BEGIN Source material

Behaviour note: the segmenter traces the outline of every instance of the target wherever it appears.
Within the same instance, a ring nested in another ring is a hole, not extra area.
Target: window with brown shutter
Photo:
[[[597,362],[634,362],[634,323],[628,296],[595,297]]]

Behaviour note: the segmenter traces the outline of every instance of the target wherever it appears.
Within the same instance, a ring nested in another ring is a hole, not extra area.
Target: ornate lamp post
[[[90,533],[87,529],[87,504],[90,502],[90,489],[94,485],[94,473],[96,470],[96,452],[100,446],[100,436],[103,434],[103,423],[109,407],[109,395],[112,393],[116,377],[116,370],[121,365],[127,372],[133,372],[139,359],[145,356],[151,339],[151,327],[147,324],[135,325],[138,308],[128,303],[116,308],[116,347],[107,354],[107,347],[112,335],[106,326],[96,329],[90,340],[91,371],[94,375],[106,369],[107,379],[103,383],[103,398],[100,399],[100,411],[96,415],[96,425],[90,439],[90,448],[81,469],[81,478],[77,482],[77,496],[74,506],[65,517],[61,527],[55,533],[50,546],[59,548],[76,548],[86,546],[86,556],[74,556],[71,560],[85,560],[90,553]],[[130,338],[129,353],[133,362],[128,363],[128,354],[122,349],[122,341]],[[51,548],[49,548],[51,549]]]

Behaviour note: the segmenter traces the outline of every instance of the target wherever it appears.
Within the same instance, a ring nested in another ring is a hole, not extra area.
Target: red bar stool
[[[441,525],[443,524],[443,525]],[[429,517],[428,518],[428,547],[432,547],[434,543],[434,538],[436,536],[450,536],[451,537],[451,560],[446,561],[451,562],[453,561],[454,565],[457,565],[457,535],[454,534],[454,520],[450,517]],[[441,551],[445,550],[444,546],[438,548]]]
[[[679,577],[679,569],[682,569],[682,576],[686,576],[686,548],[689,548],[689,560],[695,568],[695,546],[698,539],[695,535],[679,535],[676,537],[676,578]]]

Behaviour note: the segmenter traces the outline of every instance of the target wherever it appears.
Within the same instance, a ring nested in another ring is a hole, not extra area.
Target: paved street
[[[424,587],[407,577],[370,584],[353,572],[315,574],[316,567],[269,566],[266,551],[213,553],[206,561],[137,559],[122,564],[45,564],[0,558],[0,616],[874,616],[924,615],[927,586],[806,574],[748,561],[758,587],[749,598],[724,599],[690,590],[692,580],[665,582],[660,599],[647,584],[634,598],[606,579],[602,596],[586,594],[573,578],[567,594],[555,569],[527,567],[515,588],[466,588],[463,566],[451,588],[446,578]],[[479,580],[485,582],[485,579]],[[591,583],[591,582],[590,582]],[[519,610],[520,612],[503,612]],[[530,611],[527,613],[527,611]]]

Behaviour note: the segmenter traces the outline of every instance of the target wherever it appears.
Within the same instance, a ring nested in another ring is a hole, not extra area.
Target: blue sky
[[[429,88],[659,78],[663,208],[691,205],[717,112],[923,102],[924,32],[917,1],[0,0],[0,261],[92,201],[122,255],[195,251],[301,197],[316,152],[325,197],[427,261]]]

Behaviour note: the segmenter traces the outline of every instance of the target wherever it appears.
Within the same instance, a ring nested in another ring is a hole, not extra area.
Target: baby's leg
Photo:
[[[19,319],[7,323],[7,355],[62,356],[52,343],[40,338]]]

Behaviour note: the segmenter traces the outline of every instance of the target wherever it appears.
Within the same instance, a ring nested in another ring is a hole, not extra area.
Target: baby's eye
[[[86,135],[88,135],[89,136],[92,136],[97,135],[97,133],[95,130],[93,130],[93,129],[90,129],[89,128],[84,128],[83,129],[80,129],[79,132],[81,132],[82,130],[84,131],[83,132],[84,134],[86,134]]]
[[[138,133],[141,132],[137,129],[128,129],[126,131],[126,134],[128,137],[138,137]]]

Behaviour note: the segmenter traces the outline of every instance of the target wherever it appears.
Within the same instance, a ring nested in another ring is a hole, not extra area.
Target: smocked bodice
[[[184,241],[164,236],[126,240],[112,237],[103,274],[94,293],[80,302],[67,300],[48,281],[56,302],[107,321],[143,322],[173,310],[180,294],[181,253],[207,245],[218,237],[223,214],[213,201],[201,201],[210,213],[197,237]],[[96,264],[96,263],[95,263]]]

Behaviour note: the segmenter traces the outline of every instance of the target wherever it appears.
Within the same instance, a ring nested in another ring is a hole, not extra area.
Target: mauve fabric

END Source material

▶ [What is expected] Output every line of the labeling and segmentation records above as a JSON list of strings, one string per line, leaving out blank lines.

▶ [Response below]
[
  "Behaviour note: the segmenter traces the outline of every instance of the target wherever it appears.",
  "Within the same instance, a ring nested in another ring is a hole, not extra area.",
  "Target: window with brown shutter",
  "Photo:",
  "[[[597,362],[634,362],[634,323],[628,296],[595,297]]]",
  "Behaviour note: the segmenter traces the outline of every instance of the target wherever it appears.",
  "Within the same instance, a ring nested in another ring is a hole, not extra area.",
  "Target: ornate lamp post",
  "[[[90,533],[87,529],[87,504],[90,502],[90,489],[94,485],[94,473],[96,470],[96,452],[100,446],[100,436],[103,434],[103,423],[109,407],[109,395],[112,393],[116,377],[116,370],[121,365],[127,372],[133,372],[139,359],[145,356],[151,339],[151,327],[147,324],[135,325],[138,308],[128,303],[116,308],[116,347],[107,354],[107,347],[112,335],[106,326],[96,329],[90,340],[91,371],[94,375],[106,369],[107,379],[103,383],[103,398],[100,399],[100,411],[96,415],[96,425],[90,439],[90,448],[81,469],[81,478],[77,482],[77,496],[74,506],[65,517],[61,527],[55,533],[50,546],[59,548],[76,548],[86,546],[86,556],[74,556],[71,560],[85,560],[90,553]],[[130,338],[129,353],[133,362],[128,363],[128,354],[122,349],[122,341]],[[51,548],[49,548],[51,549]]]",
  "Behaviour note: the segmenter traces the outline of every instance of the target wherever it appears.",
  "Within the same instance, a ring nested in another ring is a hole, not extra area.",
  "Target: red bar stool",
  "[[[441,525],[443,524],[443,525]],[[429,517],[428,518],[428,547],[432,547],[434,543],[434,538],[436,536],[450,536],[451,537],[451,560],[446,561],[451,562],[453,561],[454,565],[457,565],[457,535],[454,534],[454,520],[450,517]],[[441,551],[445,550],[444,546],[438,548]]]",
  "[[[679,577],[679,569],[682,569],[682,576],[686,576],[686,548],[689,548],[689,560],[695,568],[695,546],[698,539],[695,535],[679,535],[676,537],[676,578]]]",
  "Behaviour note: the segmenter traces the outline of every instance of the target wherever it appears.",
  "Within the same instance, a ring nested in another ring is a hole, not extra area.",
  "Target: paved street",
  "[[[424,587],[407,577],[370,584],[353,572],[315,574],[316,567],[269,566],[266,551],[213,553],[206,561],[137,559],[122,564],[45,564],[0,558],[0,616],[874,616],[924,615],[927,586],[806,574],[748,561],[758,587],[749,598],[724,599],[690,590],[692,580],[665,582],[660,599],[647,584],[634,598],[606,579],[602,596],[586,594],[573,578],[567,594],[555,569],[527,567],[515,588],[466,588],[463,566],[451,588],[446,578]],[[479,580],[485,582],[485,579]],[[591,583],[591,582],[590,582]],[[519,610],[520,612],[503,612]],[[530,611],[527,613],[527,611]]]",
  "Behaviour note: the segmenter traces the outline of every instance of the target wherever it appears.",
  "Within the same instance, a ring nested in another ring is a hole, not extra area.",
  "Target: blue sky",
  "[[[429,88],[659,78],[663,208],[691,205],[717,112],[923,102],[924,32],[917,1],[0,0],[0,261],[92,201],[122,255],[195,251],[301,197],[316,152],[325,197],[427,261]]]",
  "Behaviour note: the segmenter traces the outline of every instance of the target wherever it appears.",
  "Within the same instance, a ring nested in another ring is a hole, not extra area.",
  "Target: baby's leg",
  "Photo:",
  "[[[19,319],[7,323],[7,355],[62,356],[52,343],[40,338]]]",
  "Behaviour note: the segmenter traces the outline of every instance of the target wherever it appears.",
  "Within the same instance, a ring nested in another ring is a hole, not extra area.",
  "Target: baby's eye",
  "[[[86,135],[88,135],[89,136],[92,136],[97,135],[97,133],[95,130],[93,130],[93,129],[90,129],[89,128],[84,128],[83,129],[80,129],[79,132],[81,132],[82,130],[84,131],[83,132],[84,134],[86,134]]]",
  "[[[138,133],[141,132],[137,129],[128,129],[126,131],[126,134],[128,137],[138,137]]]",
  "Behaviour note: the segmenter traces the outline of every instance of the target wherever it appears.",
  "Within the same instance, a ring nested in another ring is a hole, not extra area.",
  "Target: smocked bodice",
  "[[[184,241],[164,236],[126,240],[112,237],[103,274],[94,293],[80,302],[67,300],[48,281],[56,302],[107,321],[143,322],[173,310],[180,294],[181,253],[207,245],[218,237],[223,214],[213,201],[201,201],[210,213],[197,237]],[[96,264],[96,263],[95,263]]]",
  "Behaviour note: the segmenter traces the outline of every instance of the target wherever it appears.",
  "Within the same instance, a ring nested in another ring is a hole, not extra area.",
  "Target: mauve fabric"
]